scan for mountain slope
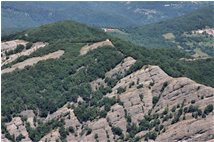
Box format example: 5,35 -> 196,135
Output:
1,21 -> 214,141
2,2 -> 213,33
123,6 -> 214,47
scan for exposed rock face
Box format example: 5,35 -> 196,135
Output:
80,39 -> 114,55
90,57 -> 136,91
40,129 -> 60,142
3,64 -> 214,142
156,115 -> 214,142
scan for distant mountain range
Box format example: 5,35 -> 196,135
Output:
2,2 -> 213,34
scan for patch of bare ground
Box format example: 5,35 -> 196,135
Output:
1,39 -> 28,52
4,65 -> 214,142
1,40 -> 48,65
80,39 -> 114,55
156,115 -> 214,142
2,50 -> 64,74
39,129 -> 60,142
90,57 -> 136,91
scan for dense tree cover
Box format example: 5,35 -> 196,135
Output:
2,20 -> 106,42
112,39 -> 214,87
123,5 -> 214,48
26,119 -> 64,142
1,18 -> 214,141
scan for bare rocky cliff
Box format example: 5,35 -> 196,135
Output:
2,62 -> 214,142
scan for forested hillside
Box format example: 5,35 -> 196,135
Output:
109,5 -> 214,58
125,6 -> 214,47
2,1 -> 213,34
1,21 -> 214,141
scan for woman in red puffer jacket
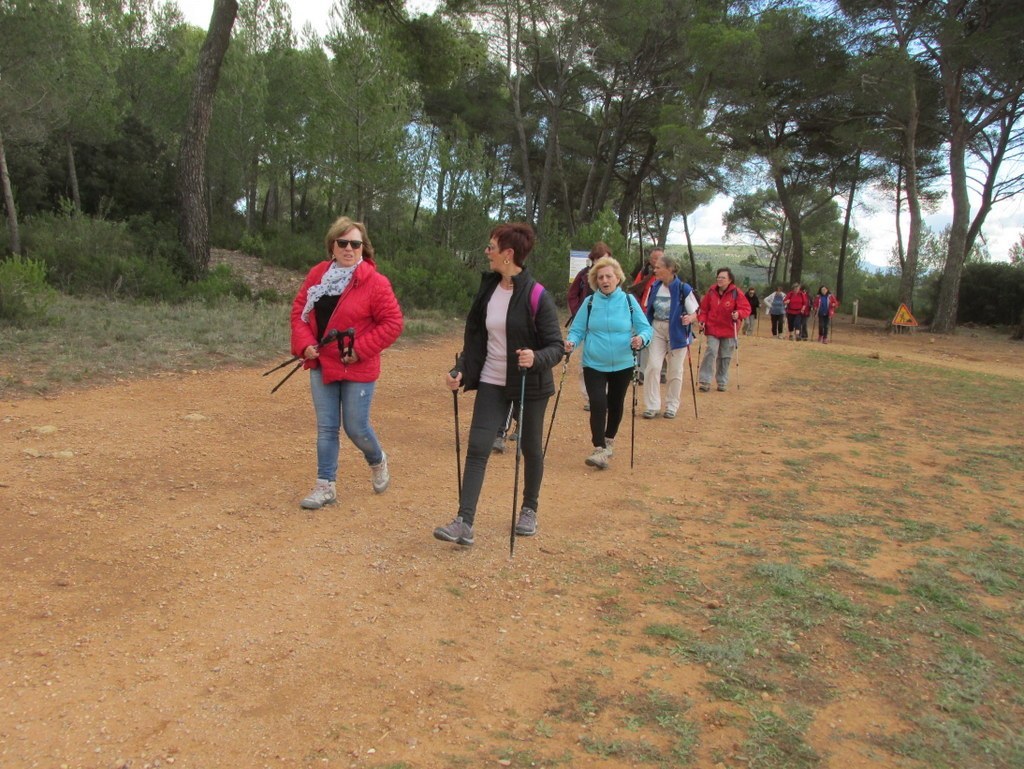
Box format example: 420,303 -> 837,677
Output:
292,216 -> 403,510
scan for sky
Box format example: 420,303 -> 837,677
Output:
177,0 -> 1024,267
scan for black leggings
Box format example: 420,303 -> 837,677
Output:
583,367 -> 630,446
459,382 -> 548,525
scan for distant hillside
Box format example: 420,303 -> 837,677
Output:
665,243 -> 768,286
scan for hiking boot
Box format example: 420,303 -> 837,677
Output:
434,515 -> 473,547
515,507 -> 537,537
370,454 -> 391,494
299,478 -> 338,510
586,445 -> 608,470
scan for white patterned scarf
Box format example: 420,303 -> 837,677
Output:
302,259 -> 362,323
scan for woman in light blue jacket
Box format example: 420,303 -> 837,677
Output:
565,256 -> 652,469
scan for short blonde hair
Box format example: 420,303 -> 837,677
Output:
324,216 -> 374,261
587,256 -> 626,291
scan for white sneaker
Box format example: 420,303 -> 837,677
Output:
299,478 -> 338,510
370,454 -> 391,494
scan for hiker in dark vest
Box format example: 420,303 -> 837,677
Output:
765,286 -> 785,339
434,223 -> 563,546
697,267 -> 751,392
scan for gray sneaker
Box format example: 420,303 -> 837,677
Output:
585,445 -> 608,470
434,515 -> 473,547
299,478 -> 338,510
370,454 -> 391,494
515,507 -> 537,537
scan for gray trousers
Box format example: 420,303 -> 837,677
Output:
697,337 -> 736,387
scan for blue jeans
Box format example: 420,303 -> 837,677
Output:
309,369 -> 384,480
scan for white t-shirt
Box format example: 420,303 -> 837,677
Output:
480,285 -> 512,387
654,283 -> 672,321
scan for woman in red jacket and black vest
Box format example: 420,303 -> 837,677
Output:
292,216 -> 403,510
697,267 -> 751,392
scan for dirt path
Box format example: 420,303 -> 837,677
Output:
0,313 -> 1024,769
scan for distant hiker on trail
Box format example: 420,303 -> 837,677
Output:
814,286 -> 839,344
765,286 -> 785,339
697,267 -> 751,392
565,256 -> 660,469
785,283 -> 807,341
800,286 -> 811,341
626,247 -> 665,384
434,223 -> 563,546
568,241 -> 611,412
292,216 -> 403,510
643,253 -> 699,419
743,286 -> 761,337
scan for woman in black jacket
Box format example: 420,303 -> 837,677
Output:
434,223 -> 564,546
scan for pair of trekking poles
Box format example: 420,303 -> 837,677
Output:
449,352 -> 572,558
263,329 -> 355,395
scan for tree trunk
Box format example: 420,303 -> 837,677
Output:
931,109 -> 971,334
65,136 -> 82,212
836,146 -> 860,302
896,80 -> 925,310
0,131 -> 22,255
618,135 -> 657,236
683,211 -> 700,291
177,0 -> 239,281
775,174 -> 804,283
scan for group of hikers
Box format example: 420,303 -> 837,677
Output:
761,283 -> 839,344
291,217 -> 835,546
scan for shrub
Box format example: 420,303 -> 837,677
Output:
185,264 -> 252,304
25,214 -> 182,301
0,254 -> 52,326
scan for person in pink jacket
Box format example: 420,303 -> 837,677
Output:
292,216 -> 403,510
814,286 -> 839,344
697,267 -> 751,392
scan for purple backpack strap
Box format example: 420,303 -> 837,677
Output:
529,283 -> 544,327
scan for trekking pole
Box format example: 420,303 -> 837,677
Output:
630,350 -> 634,470
449,352 -> 462,495
509,366 -> 526,558
541,352 -> 572,458
263,329 -> 346,395
262,329 -> 341,377
732,321 -> 739,392
686,343 -> 698,419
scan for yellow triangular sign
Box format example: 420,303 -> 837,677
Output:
893,304 -> 918,326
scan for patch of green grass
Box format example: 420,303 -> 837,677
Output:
742,710 -> 821,769
885,518 -> 948,542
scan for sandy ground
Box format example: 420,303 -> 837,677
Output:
0,282 -> 1024,769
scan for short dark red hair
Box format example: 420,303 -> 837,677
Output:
490,221 -> 537,267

•••

_What is asked_.
Count the lines in the entries above that contain the word "gray", and give only that number.

_Output_.
2